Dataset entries
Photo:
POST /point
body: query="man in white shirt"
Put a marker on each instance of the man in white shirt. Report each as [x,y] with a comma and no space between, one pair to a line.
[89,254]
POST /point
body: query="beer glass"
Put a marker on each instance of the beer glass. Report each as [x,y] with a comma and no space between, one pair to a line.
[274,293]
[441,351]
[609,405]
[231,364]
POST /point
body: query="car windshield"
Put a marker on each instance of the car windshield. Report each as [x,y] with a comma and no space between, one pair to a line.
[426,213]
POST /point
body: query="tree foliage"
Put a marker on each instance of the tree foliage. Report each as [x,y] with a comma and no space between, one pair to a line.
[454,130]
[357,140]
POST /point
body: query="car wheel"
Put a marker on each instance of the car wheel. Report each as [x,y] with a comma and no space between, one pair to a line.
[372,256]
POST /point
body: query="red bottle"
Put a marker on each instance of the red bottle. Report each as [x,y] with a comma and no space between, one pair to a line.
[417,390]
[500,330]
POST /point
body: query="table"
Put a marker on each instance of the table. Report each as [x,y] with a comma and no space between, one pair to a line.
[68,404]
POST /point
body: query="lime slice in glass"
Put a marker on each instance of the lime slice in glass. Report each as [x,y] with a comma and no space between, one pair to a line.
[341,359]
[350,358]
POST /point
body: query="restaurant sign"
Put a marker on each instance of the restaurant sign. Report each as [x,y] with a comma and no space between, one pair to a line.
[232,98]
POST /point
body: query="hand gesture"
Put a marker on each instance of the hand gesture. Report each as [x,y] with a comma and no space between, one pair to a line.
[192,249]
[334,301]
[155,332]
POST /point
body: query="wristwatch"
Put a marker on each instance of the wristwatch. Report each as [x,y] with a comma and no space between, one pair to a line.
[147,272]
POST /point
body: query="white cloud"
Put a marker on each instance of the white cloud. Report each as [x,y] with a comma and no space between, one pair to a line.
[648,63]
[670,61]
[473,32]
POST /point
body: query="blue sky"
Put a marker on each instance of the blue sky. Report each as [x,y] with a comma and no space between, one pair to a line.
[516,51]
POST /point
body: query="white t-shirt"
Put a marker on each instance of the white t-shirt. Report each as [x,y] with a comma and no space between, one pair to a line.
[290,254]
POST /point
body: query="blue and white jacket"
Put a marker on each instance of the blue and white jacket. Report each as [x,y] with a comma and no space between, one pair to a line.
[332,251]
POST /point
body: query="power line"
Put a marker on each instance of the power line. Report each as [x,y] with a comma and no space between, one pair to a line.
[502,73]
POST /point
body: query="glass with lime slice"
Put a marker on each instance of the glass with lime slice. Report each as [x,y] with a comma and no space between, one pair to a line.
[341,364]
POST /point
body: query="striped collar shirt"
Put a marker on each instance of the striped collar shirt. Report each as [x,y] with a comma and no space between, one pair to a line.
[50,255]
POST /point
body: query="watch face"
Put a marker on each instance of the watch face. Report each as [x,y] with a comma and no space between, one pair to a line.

== Action item ==
Give back all the data exactly as written.

== Solution ==
Photo:
POST /point
body: query="man in white shirt"
Put a marker on each instance of the man in white shirt. Report each as [x,y] with a comma and no space between, one pair to a line.
[89,254]
POST /point
body: query="beer glass"
Put a marker on each instance of the beer glass. Report each as [x,y] with a comma and no space between, one pair to a line.
[274,293]
[441,351]
[609,405]
[231,364]
POST /point
body: query="car windshield"
Put a marker on each instance of the car windshield. Report each as [x,y] with a comma and no space between, one pair to a line.
[426,213]
POST /point
body: query="tree foliage"
Put a marker on each instance of the tree foliage. Report each as [x,y] with a comma and no space between, one pair to a line.
[454,130]
[357,140]
POST /point
body: query="car wheel"
Put a marker on each instance of the car wheel. Report each as [x,y] with a comma and no space between, one pair to a line.
[372,256]
POST /point
body: query="red bottle"
Put a marker on each instance of the red bottle. Report each as [x,y] with a comma and no space between, one pair to a line.
[417,390]
[500,330]
POST /point
body: query="table"
Put a marker on each instance of the table. Report each as [x,y] with a comma and no space between, one pair to a line.
[68,404]
POST /point
body: query="lime slice in glass"
Put a marker on each instance of the lime slice in glass. Report each as [x,y] with a comma and no space between, one pair to a line.
[341,359]
[350,358]
POST /point
body: query="restaurant sign"
Put a marker on each instance of the restaurant sign. Report each as [x,y] with a comma and no space between, one pair to a line.
[232,98]
POST /point
body: query="hand gesture"
Put a marker on each instance of the hand gesture. Report each as [x,y] with a comma and no space between, one pair to a line.
[192,249]
[334,301]
[155,332]
POST /point
body: query="wristwatch"
Put a marker on each instance of the wristwatch. Report each as [x,y] with a comma and no space between, one pair to a line.
[147,272]
POST /point
body: query="white cloud"
Put a marker on each instance of the white cloud. Report each as [x,y] with a comma and no space between, one pair to a line.
[648,63]
[670,61]
[473,32]
POST /point
body: query="blue sky"
Put a marker on each instance of the blue sky. Report each as [x,y] with a comma and no space between, one pair to a line.
[516,51]
POST /point
body: query="white t-shirt"
Put a marker on each instance of the white t-shirt. Report each as [x,y] with a comma and no space between, one pair to a line.
[290,254]
POST /point
body: query="blue and white jacket"
Put a marker on each instance of the blue and white jacket. Report each as [x,y] with a comma and no space between, one pair to a line.
[332,251]
POST /point
body: query="power line"
Put a marker on each instance of the power line. Report each as [x,y] with a comma and no space between, one pair to a line.
[502,73]
POST /point
body: query="glass with lime slice"
Put a marker on each instance of the glass with lime slice. Report each as [x,y] with a comma and no space between, one pair to a line.
[341,364]
POST /point
body: query="striped collar shirt"
Put a marker on each instance of the striped collar shirt. Report each as [x,y] with a comma and no space between, one pair to a line.
[50,255]
POST /point
body: query="watch face"
Put a marker on each instance of the watch face. Report each as [x,y] with a comma and no space between, one pair to a line.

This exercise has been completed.